* **TRECHO SELECIONADO**:
Dois importantes projetos são desenvolvidos na Educação em Prisões: Projeto Luz do Saber, de alfabetização digital e o Projeto de Remição pela Leitura, em que parte da pena do interno é remida por atividades de leitura, conforme estabelece a Lei nº 15.718/2014.

Centro Educacional Profissionalizante do Flau demonstra a importância do acolhimento

O Centro Educacional profissionalizante do Flau do bairro de Brasília Teimosa no Recife (PE) através da sua fundadora irmã Aurieta, realiza uma ação bem diferente das que estamos acostumados a ver: ela decidiu sair da sua zona de conforto e foi evangelizar e desenvolver a cidadania nos presídios do estado de Pernambuco, propriamente falando no Complexo do Curado.

* **LISTAGEM DE DADOS**:
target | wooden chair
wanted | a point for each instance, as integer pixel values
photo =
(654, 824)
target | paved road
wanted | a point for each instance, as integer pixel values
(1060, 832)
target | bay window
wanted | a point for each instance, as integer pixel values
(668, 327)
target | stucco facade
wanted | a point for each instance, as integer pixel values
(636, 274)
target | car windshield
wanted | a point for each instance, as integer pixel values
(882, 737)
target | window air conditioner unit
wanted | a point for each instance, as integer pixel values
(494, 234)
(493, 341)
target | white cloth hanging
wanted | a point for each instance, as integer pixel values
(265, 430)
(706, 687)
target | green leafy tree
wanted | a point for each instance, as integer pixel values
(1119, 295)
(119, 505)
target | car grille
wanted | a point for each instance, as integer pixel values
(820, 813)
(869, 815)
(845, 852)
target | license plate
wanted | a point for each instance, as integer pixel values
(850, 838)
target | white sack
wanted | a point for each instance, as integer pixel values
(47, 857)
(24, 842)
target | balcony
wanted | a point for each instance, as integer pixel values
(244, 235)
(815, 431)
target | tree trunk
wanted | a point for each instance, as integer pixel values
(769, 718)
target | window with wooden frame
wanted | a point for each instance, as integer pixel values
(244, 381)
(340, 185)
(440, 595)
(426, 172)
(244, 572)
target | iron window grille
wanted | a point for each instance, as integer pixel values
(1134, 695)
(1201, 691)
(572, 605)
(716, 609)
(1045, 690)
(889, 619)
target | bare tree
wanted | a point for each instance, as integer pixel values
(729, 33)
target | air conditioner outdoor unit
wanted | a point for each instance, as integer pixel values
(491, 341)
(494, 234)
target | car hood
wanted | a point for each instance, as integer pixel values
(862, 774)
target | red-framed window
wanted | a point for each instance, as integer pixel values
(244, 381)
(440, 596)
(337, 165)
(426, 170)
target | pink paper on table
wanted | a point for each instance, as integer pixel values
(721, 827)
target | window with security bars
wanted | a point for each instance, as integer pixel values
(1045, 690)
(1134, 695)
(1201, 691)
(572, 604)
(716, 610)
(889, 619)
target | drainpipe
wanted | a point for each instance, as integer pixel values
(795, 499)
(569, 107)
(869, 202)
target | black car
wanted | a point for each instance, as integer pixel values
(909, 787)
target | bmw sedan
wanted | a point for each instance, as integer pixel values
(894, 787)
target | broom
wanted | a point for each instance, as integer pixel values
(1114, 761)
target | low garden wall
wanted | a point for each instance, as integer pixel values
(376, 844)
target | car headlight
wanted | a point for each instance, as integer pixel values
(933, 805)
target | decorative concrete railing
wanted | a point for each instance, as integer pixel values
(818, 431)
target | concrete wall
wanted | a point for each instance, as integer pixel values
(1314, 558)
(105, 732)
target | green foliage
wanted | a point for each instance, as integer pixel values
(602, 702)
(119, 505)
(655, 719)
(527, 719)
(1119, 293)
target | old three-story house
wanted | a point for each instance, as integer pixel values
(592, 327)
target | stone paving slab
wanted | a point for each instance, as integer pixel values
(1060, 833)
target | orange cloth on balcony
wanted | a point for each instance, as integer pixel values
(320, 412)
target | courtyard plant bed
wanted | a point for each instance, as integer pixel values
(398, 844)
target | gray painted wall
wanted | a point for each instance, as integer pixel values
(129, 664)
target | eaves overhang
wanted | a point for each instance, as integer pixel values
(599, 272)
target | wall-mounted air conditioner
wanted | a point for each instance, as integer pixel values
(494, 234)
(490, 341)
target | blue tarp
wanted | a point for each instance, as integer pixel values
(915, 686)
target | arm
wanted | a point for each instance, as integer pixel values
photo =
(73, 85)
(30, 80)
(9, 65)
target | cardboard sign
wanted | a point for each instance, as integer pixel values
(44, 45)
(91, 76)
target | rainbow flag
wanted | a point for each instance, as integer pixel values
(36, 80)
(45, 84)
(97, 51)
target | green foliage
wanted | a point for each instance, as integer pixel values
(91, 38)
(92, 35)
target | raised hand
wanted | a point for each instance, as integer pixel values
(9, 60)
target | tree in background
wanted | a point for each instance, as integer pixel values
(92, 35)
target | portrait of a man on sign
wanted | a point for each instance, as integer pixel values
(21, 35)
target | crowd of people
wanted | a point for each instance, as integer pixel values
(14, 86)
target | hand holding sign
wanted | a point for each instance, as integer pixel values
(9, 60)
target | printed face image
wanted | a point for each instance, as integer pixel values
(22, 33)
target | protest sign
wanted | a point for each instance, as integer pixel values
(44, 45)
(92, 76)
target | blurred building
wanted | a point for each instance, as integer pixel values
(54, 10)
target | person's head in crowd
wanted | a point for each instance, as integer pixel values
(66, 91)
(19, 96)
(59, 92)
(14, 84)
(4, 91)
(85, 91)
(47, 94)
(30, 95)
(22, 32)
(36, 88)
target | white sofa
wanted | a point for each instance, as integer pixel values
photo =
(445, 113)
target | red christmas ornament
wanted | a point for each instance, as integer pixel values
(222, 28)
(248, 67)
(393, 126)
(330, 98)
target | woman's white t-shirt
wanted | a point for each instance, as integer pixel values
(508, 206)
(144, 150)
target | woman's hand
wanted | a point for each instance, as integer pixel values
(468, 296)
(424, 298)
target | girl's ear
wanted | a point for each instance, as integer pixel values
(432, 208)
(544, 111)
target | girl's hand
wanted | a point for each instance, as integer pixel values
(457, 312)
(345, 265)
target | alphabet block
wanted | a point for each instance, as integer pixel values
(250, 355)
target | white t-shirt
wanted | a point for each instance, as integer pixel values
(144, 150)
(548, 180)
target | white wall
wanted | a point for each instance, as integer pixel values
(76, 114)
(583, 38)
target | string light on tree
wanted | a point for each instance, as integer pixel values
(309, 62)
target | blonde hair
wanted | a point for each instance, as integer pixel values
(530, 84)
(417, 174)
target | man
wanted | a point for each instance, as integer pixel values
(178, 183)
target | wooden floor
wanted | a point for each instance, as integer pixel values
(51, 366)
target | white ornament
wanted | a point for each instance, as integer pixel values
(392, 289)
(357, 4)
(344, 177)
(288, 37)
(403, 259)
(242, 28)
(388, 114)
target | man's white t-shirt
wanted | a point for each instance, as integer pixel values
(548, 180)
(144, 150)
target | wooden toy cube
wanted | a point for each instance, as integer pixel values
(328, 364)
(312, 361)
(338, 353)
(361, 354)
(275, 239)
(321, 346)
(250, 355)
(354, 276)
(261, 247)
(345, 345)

* **QUESTÕES DE ESTUDO**:
1 – Liste os nomes de bairro, cidade, estado e complexo prisional que aparecem no trecho sobre educação nas prisões.
2 – Reescreva de forma mais curta o parágrafo do trecho sobre educação nas prisões que começa com "O Centro Educacional profissionalizante do Flau", mantendo os fatos principais.
3 – Prossiga com o trecho sobre educação nas prisões a partir da última frase apresentada.

* **RESPOSTAS**:
1 – Brasília Teimosa (bairro), Recife (cidade), Pernambuco (estado) e Complexo do Curado (complexo prisional).

2 – A irmã Aurieta é a fundadora do Centro Educacional Profissionalizante do Flau, em Brasília Teimosa, no Recife (PE). Ela deixou sua zona de conforto para evangelizar e desenvolver a cidadania nos presídios de Pernambuco, mais especificamente no Complexo do Curado.

3 –
A atividade acontece através de visitas semanais e em grupo de agentes de Pastoral. Dependendo da necessidade e disponibilidade há até duas ou três visitas semanais na mesma unidade. De preferência nas quartas e sextas feira as Irmãs Aurieta e Graça visitam a unidade prisional do Complexo do Curado.

O objetivo das visitas consiste em ver como estão sendo vivenciados os direitos humanos, quase sempre ameaçados. Irmã Aurieta afirma: “nos deparamos muitas vezes com pessoas que foram esquecidos pelos familiares e pelo poder público, pessoas que deveriam estar em liberdade e estão vivendo nos cárceres, não sabemos o que dói mais, se é ser esquecido naquele mundo cão ou aprender a viver naquele universo desumano e cruel, na maioria das histórias dessas pessoas há sempre uma história de abandono, de exclusão e de falta de oportunidade para vencer na vida. Toda semana, trazemos para casa uma lista de nomes de pessoas que não recebem visitas dos familiares. A nossa intensão é procurar saber como está o processo dessas pessoas e ver o que podemos fazer para ajuda-los a voltar para uma vida digna”.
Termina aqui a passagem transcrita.